Exactness is required throughout. Return every record once more.

[Referring expression pointing data]
■ ■ ■ ■
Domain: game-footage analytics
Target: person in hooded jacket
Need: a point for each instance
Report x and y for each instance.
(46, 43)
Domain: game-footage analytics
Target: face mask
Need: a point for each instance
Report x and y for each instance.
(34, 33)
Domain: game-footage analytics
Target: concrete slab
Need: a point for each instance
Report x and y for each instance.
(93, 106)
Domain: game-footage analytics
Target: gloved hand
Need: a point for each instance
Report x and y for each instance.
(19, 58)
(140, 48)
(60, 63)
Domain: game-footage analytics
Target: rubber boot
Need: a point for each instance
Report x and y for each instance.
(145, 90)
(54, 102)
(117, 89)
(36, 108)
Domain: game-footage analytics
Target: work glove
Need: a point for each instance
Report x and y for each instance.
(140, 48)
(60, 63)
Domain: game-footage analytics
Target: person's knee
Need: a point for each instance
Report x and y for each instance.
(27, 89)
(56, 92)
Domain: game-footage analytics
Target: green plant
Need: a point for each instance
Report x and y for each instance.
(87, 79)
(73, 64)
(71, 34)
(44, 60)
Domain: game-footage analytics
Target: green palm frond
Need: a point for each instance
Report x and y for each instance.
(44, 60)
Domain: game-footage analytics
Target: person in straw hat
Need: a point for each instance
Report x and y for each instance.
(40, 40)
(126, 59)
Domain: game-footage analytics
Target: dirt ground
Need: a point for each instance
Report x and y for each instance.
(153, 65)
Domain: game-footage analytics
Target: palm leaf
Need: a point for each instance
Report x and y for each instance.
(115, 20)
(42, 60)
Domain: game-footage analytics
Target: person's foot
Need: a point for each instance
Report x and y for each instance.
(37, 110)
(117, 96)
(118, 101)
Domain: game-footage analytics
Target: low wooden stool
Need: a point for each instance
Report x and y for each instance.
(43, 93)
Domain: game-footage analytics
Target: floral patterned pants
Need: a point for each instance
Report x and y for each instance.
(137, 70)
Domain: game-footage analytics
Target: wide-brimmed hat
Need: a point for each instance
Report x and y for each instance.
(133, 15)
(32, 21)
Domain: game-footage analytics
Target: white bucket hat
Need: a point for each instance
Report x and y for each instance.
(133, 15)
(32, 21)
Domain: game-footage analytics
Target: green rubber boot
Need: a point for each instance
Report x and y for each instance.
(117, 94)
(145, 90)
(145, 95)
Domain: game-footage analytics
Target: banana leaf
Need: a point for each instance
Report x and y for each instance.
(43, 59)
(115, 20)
■ ■ ■ ■
§ **Problem solution**:
Domain: game-footage analytics
Target: person in hooded jacket
Need: a point for each instance
Report x and y for each instance.
(46, 43)
Domain: game-footage analytics
Target: face mask
Need: a point for each instance
Report x and y for each instance.
(34, 33)
Domain: game-footage analytics
Target: concrete slab
Need: a point for each instance
Report x and y for each instance.
(93, 106)
Domain: game-footage analytics
Target: gloved hand
Need: a point for each instance
Report x and y for each instance.
(19, 58)
(140, 48)
(60, 63)
Domain: game-footage analytics
Target: rubber boot
Need: a point for each instance
Report x and y for each instance.
(145, 90)
(54, 102)
(117, 89)
(36, 108)
Domain: game-footage analytics
Target: work glove
Need: a point for each instance
Report x and y for each instance.
(140, 48)
(60, 63)
Domain: game-footage analytics
Target: person's knee
Need: a point for each instance
Report x and y for each instance.
(27, 89)
(56, 92)
Domain: game-footage analytics
Target: green plant
Need: a point for each instance
Report x and y for each instance.
(87, 79)
(73, 64)
(71, 34)
(44, 60)
Domain: game-footage analytics
Target: green palm frond
Need: a point for each instance
Report x and y for each instance.
(44, 60)
Domain: game-footage analytics
Target: person in straw hat
Need: a point for each instance
Report x and y for each instance.
(40, 40)
(126, 59)
Domain: game-footage analytics
Target: dirt ground
Need: a point for each instance
Report x and y for each instance.
(153, 65)
Domain: game-footage analytics
Target: palm leaf
Need: a point for each instance
Report x and y for each instance.
(115, 20)
(42, 60)
Domain: game-footage analytics
Target: person's foot
Need: a point for each instance
Report x and y for each instance.
(37, 110)
(117, 96)
(118, 101)
Domain: game-footage analytics
Target: low wooden stool
Need: a point for each instance
Report x and y for each instance.
(43, 93)
Domain: game-footage analytics
Target: floral patterned pants
Need: a point for each instance
Report x and y for each instance.
(137, 70)
Domain: game-footage analytics
Target: wide-brimmed hat
Need: a point for each instance
Report x and y for each instance.
(133, 15)
(32, 21)
Domain: game-footage analytics
Target: white bucket hat
Need: a point for each instance
Report x and y for each instance.
(133, 15)
(32, 21)
Domain: game-footage analytics
Target: green rubber boot
Need: a point for each instance
Report x and y for each instance.
(117, 94)
(145, 90)
(145, 95)
Domain: game-footage analytics
Target: banana leaf
Need: a point for each instance
Report x and y for each instance.
(43, 59)
(115, 20)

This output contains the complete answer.